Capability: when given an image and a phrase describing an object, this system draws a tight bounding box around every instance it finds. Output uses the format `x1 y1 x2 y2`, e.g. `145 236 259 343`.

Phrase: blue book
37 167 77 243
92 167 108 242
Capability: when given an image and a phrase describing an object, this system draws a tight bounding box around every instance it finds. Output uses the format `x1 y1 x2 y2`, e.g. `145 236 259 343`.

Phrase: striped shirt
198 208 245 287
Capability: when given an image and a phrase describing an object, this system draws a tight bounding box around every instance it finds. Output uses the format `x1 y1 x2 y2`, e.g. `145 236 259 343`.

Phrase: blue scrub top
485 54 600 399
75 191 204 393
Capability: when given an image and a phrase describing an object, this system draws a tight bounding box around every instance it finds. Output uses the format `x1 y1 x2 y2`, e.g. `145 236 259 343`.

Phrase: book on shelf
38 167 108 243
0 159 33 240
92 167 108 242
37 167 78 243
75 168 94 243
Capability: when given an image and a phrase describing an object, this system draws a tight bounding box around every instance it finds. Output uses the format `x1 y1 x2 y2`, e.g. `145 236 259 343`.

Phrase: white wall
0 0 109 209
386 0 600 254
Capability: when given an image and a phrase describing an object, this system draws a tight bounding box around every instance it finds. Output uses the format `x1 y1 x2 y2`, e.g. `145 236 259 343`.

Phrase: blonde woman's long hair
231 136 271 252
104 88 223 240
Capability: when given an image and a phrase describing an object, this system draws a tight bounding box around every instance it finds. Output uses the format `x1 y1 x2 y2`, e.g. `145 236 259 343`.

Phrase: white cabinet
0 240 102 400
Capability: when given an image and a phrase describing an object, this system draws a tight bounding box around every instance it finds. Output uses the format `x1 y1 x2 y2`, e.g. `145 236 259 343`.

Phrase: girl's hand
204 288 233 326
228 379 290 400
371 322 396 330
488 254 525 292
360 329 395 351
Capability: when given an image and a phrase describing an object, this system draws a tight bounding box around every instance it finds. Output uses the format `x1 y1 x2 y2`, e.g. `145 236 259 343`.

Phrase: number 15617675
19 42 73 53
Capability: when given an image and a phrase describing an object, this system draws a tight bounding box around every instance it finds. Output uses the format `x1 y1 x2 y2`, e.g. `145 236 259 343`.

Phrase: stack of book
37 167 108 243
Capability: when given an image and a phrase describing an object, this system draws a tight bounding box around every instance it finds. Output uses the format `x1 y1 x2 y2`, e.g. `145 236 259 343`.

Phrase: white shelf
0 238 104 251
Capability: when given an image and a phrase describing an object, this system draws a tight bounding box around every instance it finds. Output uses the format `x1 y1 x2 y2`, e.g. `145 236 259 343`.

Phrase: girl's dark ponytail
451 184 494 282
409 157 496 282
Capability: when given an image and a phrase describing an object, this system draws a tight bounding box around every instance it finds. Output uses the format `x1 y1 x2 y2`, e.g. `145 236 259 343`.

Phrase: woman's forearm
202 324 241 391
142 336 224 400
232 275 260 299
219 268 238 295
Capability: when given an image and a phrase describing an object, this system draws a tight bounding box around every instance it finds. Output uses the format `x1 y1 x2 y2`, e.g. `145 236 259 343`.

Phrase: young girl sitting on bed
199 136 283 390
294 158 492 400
-*-
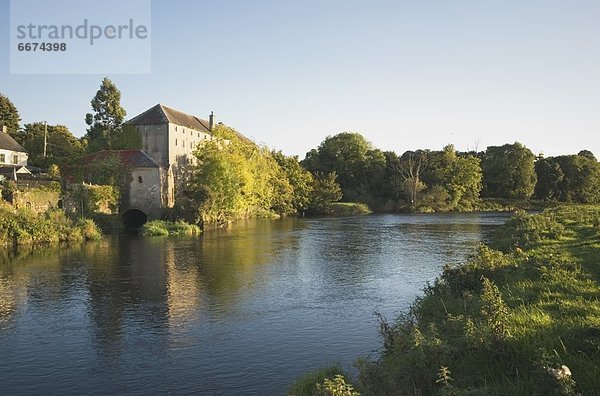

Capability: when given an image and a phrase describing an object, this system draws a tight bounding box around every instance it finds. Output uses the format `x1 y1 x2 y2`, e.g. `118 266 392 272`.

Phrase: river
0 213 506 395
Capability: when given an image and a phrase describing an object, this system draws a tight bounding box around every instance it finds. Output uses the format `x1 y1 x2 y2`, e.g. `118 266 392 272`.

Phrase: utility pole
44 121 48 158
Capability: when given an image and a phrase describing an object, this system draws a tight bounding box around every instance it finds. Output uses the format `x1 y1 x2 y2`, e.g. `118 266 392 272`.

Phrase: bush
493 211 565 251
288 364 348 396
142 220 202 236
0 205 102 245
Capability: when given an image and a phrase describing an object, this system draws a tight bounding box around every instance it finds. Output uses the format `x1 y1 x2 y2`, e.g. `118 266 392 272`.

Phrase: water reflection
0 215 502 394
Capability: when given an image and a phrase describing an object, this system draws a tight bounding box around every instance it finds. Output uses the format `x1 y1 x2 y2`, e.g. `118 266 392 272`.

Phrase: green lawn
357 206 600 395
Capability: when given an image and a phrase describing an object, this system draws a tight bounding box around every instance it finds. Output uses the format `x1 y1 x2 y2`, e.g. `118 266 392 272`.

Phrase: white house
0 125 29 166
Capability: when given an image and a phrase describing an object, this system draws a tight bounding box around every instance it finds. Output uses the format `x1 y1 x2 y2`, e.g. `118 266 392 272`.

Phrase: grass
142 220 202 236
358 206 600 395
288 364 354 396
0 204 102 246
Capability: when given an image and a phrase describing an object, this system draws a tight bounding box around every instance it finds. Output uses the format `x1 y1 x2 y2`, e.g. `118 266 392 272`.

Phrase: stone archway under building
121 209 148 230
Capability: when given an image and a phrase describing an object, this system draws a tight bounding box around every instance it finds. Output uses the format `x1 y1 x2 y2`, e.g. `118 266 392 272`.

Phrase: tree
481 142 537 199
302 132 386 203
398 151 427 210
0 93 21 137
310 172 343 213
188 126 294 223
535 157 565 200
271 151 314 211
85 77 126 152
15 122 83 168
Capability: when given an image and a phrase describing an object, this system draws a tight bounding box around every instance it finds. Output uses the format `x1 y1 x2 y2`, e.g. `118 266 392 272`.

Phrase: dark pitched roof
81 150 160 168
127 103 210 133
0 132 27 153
-*-
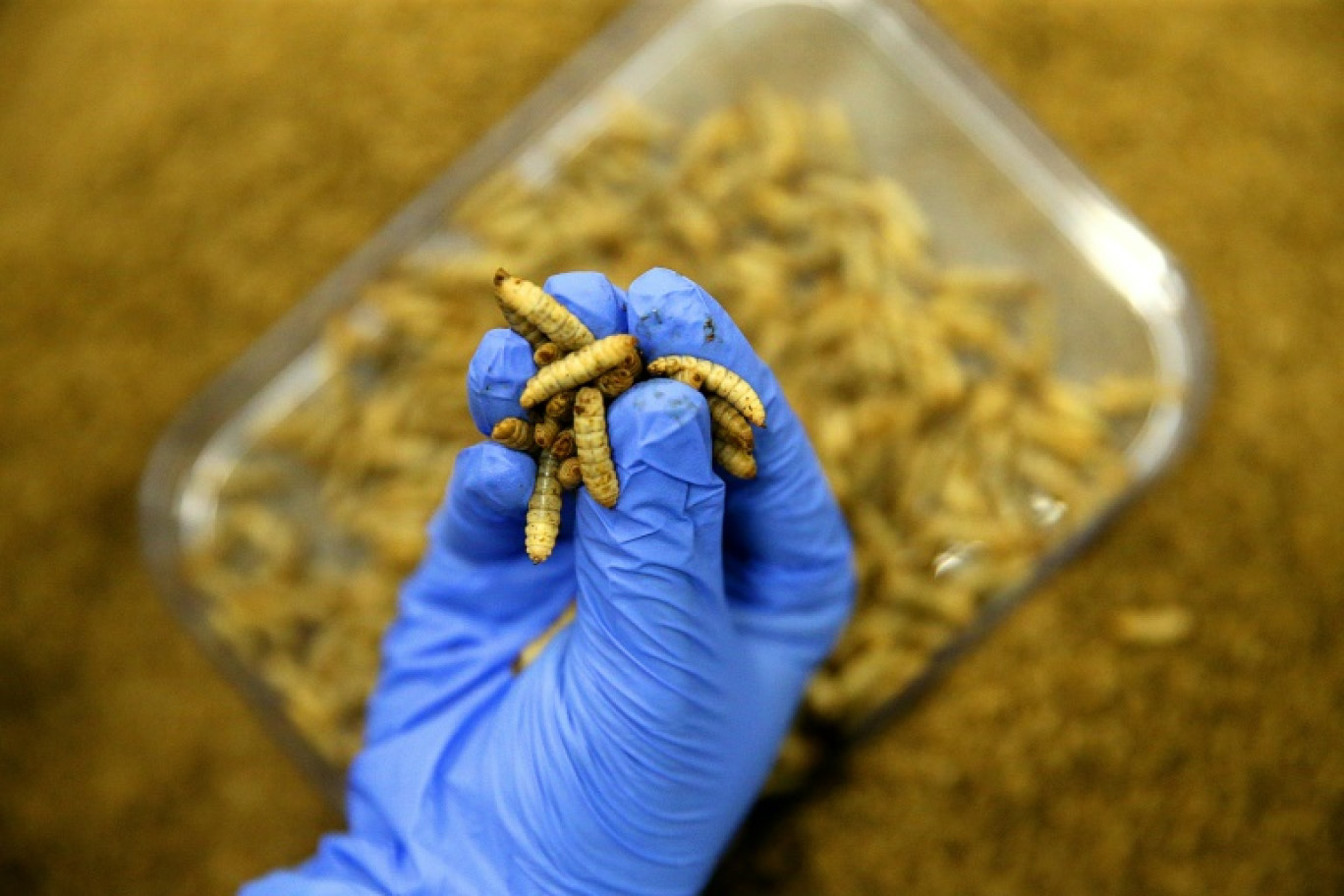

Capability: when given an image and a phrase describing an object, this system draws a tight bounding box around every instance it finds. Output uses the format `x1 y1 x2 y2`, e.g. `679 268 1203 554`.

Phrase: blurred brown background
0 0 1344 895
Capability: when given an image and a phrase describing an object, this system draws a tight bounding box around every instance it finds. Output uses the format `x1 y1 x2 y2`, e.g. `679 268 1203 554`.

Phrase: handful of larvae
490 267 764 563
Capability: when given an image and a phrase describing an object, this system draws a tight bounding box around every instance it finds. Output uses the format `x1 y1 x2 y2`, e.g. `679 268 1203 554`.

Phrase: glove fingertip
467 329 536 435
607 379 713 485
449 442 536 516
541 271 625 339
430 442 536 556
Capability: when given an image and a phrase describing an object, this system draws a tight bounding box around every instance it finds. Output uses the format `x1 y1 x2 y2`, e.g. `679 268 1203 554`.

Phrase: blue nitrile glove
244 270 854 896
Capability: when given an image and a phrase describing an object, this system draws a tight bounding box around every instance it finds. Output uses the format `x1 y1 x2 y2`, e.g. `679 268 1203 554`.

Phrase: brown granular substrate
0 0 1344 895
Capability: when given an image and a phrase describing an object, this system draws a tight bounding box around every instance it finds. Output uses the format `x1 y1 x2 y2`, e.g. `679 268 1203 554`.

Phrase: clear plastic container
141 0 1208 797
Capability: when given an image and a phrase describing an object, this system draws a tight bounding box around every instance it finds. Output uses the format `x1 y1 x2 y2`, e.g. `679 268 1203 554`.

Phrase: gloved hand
-*-
Please gather every line in the records above that contains the word "dark" and copy each one out.

Phrase: girl's dark ponytail
Phrase: dark pitched roof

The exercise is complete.